## To do:
The pictures stay out. Please retype every line below exactly.

## Records for the exercise:
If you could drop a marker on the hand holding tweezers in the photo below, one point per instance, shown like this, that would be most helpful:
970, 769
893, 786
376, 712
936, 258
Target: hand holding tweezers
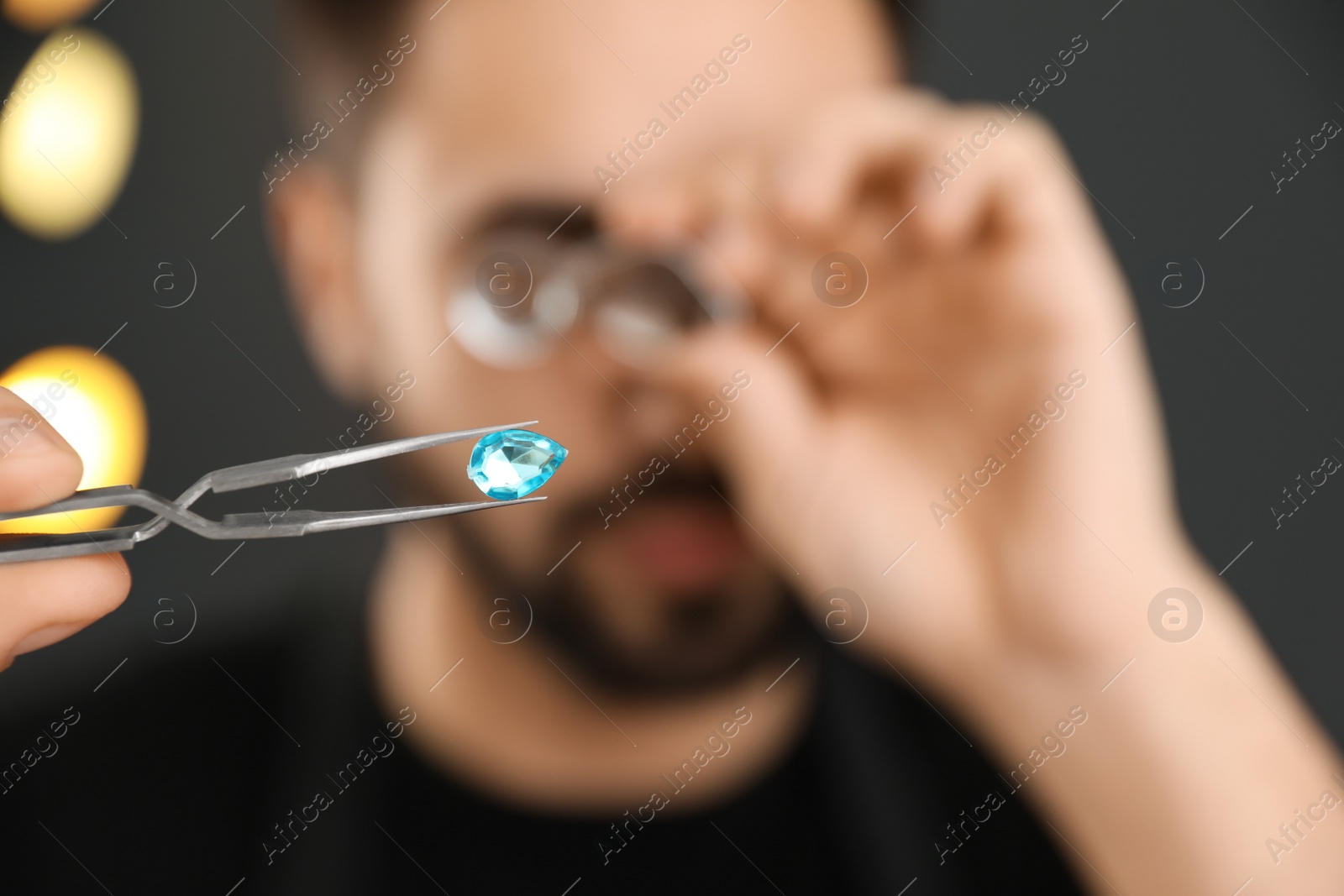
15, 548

## Solved problem:
If you could drop a marker on the hand holding tweezers in the photo below, one point per instance, shown like this, that would be most helpful:
970, 769
893, 786
376, 712
936, 258
Target: hand holding tweezers
15, 548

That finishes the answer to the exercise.